Task brief — Find every line in the items below that contains the word "wall" and copy each one out.

** BEGIN Raw data **

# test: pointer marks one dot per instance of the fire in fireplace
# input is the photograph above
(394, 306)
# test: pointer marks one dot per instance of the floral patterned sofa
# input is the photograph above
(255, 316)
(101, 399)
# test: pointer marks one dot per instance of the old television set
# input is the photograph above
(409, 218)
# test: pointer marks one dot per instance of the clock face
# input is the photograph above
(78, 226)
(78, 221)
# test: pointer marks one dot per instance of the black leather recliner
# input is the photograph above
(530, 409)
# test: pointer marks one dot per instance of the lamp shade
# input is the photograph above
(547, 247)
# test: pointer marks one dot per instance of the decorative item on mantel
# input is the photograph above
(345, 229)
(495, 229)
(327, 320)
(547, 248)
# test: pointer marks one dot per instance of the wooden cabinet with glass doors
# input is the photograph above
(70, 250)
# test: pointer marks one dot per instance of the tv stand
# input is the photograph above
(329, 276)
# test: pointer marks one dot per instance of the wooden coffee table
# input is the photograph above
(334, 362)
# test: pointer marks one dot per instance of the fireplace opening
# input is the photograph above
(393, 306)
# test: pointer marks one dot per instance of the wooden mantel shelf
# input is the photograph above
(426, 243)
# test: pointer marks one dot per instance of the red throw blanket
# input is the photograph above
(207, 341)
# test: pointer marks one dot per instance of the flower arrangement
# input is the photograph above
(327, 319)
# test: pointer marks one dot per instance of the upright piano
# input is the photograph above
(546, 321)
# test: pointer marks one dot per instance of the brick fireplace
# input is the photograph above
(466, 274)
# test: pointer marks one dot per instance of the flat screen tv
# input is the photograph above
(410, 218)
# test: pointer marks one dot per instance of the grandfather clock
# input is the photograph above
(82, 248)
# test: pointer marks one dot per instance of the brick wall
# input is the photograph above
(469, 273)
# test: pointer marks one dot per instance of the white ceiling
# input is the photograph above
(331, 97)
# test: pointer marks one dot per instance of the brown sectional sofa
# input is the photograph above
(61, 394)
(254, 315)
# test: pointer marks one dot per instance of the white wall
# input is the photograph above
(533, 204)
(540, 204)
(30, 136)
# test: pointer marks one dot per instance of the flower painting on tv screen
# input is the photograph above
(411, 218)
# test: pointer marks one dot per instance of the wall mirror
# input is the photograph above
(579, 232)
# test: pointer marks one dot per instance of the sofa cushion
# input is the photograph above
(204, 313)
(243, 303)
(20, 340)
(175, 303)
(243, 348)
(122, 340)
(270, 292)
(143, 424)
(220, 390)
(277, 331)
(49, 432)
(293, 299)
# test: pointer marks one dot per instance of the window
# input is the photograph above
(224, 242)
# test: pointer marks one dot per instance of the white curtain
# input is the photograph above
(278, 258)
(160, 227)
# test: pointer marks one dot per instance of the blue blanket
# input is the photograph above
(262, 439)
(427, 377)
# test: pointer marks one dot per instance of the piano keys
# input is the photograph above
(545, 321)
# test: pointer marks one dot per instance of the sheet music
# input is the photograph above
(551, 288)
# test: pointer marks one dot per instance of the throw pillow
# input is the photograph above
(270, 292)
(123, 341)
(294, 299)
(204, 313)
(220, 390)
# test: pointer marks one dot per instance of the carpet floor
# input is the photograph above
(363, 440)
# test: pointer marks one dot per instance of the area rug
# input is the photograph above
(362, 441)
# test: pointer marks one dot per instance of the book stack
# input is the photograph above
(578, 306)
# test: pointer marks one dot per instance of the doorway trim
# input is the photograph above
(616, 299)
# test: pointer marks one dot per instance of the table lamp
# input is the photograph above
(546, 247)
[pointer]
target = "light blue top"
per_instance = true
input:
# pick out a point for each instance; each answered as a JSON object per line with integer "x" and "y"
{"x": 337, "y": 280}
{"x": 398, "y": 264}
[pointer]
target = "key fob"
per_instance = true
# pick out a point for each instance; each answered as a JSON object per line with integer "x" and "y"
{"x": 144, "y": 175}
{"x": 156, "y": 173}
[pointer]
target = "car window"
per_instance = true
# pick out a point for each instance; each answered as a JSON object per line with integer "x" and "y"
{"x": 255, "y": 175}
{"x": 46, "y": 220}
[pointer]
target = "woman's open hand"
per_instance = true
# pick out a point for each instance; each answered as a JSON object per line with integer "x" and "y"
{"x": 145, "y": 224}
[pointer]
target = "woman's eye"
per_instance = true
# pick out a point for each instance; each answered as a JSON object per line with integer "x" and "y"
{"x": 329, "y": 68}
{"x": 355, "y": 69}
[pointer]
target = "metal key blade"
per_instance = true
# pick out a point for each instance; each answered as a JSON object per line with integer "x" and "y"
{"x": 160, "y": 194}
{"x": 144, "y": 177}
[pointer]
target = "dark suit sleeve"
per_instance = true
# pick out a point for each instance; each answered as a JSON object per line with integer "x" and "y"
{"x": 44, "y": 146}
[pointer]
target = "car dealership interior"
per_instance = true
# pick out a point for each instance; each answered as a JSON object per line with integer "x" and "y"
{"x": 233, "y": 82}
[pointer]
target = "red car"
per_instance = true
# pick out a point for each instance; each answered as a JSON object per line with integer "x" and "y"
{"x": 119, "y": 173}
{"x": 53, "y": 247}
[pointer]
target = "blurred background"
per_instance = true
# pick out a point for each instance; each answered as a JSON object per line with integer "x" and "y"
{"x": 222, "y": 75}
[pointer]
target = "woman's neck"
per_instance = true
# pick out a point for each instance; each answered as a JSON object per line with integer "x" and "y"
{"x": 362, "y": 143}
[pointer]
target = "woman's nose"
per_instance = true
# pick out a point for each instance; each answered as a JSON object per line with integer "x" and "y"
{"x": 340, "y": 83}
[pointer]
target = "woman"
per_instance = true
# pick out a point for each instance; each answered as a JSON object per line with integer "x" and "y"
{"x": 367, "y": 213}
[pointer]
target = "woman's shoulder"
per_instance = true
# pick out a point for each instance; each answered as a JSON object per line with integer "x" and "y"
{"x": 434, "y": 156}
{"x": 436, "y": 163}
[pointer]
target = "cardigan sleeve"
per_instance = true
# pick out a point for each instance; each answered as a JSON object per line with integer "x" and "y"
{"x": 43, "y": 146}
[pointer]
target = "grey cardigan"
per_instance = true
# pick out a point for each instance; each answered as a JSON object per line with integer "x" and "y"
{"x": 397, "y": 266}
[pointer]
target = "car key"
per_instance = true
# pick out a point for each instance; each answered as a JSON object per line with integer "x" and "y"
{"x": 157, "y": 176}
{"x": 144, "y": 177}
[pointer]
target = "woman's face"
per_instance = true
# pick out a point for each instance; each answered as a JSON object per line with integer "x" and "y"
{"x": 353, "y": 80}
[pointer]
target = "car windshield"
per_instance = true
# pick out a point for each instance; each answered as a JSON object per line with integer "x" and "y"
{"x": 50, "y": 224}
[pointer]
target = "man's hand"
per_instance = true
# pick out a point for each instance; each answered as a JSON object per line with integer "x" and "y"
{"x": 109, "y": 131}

** END Raw data **

Response below —
# test: pointer marks one dot per instance of the brick wall
# test: pointer marks one dot per instance of the white wall
# test: pointer marks one dot per instance of the wall mirror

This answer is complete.